## Prompt
Extract each line of the data below verbatim, omitting the pictures.

## Recorded data

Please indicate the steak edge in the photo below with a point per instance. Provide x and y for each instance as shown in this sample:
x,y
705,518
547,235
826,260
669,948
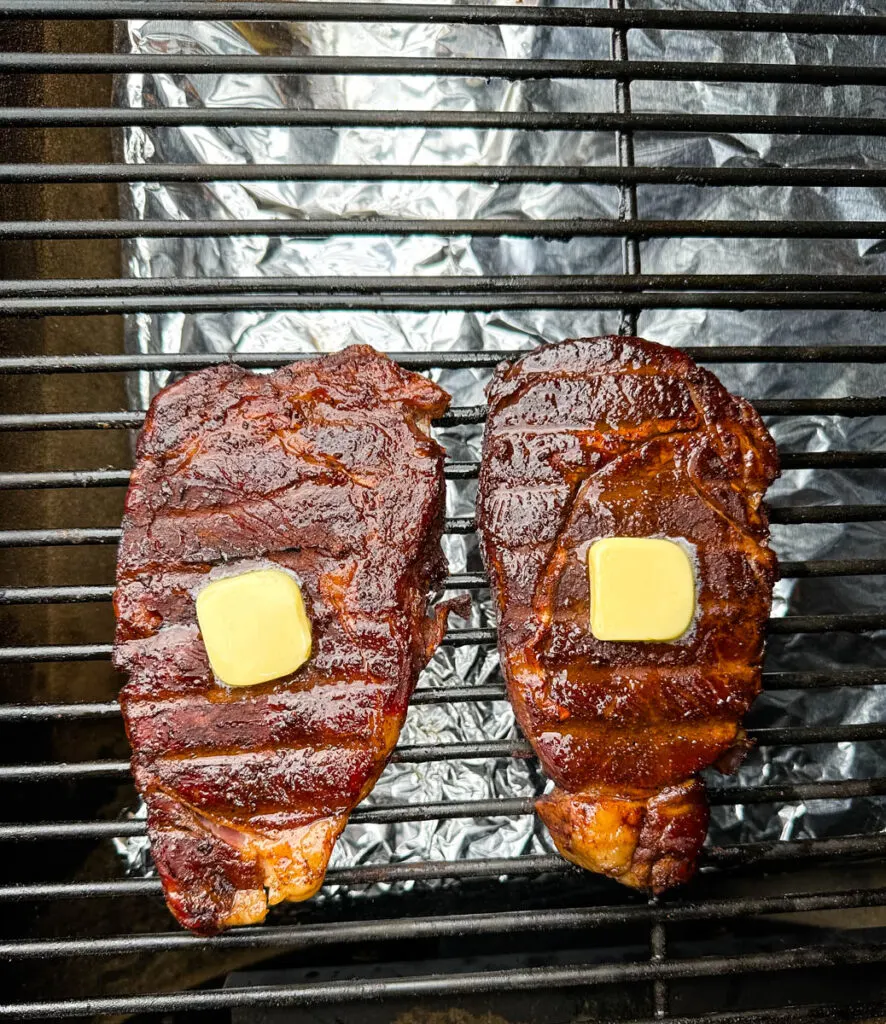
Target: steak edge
x,y
326,469
624,437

## Answer
Please indicate the steak edge in the photo below with a point per instance. Provide x and y for each instance as shown in this sample:
x,y
705,518
547,235
826,260
669,948
Target: steak edge
x,y
326,469
624,437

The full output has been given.